[PROBLEM DETAILS]:
Copy every line in the records below that contains the word "positive".

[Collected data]

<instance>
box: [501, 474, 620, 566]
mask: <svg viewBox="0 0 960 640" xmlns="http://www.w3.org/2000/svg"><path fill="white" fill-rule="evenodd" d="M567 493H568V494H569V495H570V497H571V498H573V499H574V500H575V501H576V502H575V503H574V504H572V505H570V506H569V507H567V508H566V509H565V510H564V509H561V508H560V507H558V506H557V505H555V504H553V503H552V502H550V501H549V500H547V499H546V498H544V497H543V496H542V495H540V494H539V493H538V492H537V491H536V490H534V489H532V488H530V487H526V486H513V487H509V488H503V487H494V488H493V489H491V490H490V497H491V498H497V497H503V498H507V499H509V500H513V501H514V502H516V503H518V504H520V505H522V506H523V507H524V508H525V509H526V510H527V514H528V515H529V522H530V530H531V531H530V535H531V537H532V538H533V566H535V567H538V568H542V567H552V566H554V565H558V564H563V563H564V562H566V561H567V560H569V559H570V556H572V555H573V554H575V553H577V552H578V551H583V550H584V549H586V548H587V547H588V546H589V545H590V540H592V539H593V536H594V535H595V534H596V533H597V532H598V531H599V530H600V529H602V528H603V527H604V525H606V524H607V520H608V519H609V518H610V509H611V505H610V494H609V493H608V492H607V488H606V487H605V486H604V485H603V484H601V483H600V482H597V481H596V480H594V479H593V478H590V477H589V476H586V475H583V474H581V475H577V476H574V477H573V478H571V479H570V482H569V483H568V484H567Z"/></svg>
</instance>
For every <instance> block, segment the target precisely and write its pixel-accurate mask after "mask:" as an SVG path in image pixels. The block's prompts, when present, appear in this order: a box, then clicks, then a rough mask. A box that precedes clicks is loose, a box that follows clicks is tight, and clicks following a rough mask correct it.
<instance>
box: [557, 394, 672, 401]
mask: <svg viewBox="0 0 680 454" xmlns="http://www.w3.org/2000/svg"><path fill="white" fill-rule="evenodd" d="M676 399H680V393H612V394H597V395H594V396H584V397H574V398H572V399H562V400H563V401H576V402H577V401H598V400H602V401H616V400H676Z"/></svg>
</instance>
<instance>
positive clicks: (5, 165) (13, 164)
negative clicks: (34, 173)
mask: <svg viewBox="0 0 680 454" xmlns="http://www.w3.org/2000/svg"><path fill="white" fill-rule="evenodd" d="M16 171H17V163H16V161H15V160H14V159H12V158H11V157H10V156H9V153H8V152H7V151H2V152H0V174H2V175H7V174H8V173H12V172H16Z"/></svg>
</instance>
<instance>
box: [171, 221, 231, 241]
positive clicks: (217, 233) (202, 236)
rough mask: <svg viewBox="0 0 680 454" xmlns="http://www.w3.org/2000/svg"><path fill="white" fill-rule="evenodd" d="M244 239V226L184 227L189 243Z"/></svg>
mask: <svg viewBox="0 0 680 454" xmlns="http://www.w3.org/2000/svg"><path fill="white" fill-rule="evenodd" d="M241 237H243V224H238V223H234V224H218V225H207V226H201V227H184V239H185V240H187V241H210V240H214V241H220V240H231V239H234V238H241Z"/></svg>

[EXPECTED ANSWER]:
positive clicks: (5, 165) (13, 164)
positive clicks: (217, 233) (202, 236)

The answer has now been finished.